=== Extracted material ===
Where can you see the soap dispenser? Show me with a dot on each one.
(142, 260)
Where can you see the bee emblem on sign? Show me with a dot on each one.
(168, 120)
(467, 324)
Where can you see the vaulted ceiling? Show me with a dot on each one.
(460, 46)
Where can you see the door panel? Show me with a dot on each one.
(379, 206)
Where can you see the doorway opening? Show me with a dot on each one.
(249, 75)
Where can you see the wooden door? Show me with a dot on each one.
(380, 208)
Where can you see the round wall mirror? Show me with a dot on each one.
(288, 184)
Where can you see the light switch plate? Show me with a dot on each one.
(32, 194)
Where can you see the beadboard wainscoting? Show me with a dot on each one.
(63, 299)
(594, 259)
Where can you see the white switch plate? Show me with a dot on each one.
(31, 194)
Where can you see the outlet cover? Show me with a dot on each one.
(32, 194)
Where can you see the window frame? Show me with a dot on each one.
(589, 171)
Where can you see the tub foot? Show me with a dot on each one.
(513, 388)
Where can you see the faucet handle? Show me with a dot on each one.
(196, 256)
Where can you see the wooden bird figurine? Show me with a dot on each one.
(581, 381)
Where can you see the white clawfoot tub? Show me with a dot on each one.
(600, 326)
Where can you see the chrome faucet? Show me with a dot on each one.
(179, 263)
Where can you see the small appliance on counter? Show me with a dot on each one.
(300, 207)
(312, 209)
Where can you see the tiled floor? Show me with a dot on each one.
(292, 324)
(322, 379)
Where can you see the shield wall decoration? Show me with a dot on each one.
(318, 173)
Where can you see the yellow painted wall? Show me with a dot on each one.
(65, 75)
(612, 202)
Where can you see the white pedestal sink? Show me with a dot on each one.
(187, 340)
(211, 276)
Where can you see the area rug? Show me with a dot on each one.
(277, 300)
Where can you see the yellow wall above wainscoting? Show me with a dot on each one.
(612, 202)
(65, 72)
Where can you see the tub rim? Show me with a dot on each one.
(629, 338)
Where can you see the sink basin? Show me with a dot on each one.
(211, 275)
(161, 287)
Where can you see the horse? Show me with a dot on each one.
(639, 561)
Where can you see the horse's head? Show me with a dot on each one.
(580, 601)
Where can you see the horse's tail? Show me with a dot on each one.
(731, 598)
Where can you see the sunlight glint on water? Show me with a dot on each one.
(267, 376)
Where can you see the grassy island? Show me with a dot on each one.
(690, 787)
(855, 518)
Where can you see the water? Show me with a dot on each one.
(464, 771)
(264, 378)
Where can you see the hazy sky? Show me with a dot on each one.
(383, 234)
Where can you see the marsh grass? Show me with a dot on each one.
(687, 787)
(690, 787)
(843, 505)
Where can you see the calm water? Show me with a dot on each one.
===
◆ Problem to work on ◆
Exactly as written, output the material once more.

◆ Solution ◆
Where can you see the soap dispenser? Show me with a dot on each one.
(142, 260)
Where can you see the bee emblem on sign? Show me with a dot on each one.
(168, 120)
(467, 324)
Where can you see the vaulted ceiling? Show me with a dot on each one.
(460, 46)
Where can you see the door panel? Show me with a dot on each one.
(379, 206)
Where can you see the doorway opening? Show me with a dot on each one.
(249, 75)
Where can you see the wooden door? Show me with a dot on each one.
(380, 208)
Where can you see the round wall mirror? Show me with a dot on each one.
(288, 184)
Where can you see the light switch plate? Show me with a dot on each one.
(32, 194)
Where can you see the beadboard wainscoting? Show me with a dot on each one.
(63, 299)
(594, 259)
Where can you see the white switch plate? Show me with a dot on each one.
(31, 194)
Where can you see the outlet cover? Show me with a dot on each one.
(32, 194)
Where can you see the window frame? Show me with a dot on each one.
(589, 171)
Where can you see the tub foot? Show me with a dot on each one.
(513, 388)
Where can you see the faucet handle? Show me with a dot on each one.
(196, 256)
Where can you see the wooden bird figurine? Show me with a dot on each one.
(581, 381)
Where can you see the white clawfoot tub? Show me with a dot on each one.
(600, 326)
Where can you see the chrome faucet? Show me with a dot on each one.
(179, 263)
Where can you see the small appliance on counter? Show me with a dot on each one.
(300, 207)
(312, 209)
Where can you see the tiled floor? Show me with a dot on each one.
(292, 324)
(322, 379)
Where can you see the shield wall decoration? Show me with a dot on each one.
(318, 173)
Where can you see the yellow painted wall? Show me with a dot on each one.
(65, 75)
(612, 202)
Where can you see the white pedestal sink? Show me with a dot on each one.
(187, 340)
(211, 276)
Where can you see the area rug? Show me with a dot on each one.
(277, 300)
Where can you see the yellow wall above wainscoting? Show me with a dot on each one.
(612, 202)
(65, 72)
Where can you see the tub rim? Show me with a dot on each one.
(629, 338)
Where can you see the sink basin? Show me with a dot on each one.
(211, 275)
(161, 287)
Where can you see the horse? Show me with a dot on each one.
(639, 561)
Where can you see the horse's head? Show me with a dot on each one.
(580, 601)
Where can you see the horse's tail? Show me with a dot on each one.
(731, 598)
Where can you see the sunlight glint on water? Show me with a dot on each one.
(267, 376)
Where can you see the grassy island? Show me with a dot on each one.
(690, 787)
(855, 518)
Where can you see the water? Show me with a dot on each one.
(464, 771)
(264, 378)
Where can you see the hazy sky? Show me with a dot on each one.
(383, 234)
Where can you see the marsh grass? Show me with a dot on each one.
(687, 787)
(690, 787)
(843, 505)
Where can you see the calm water? Show me with a dot on each one.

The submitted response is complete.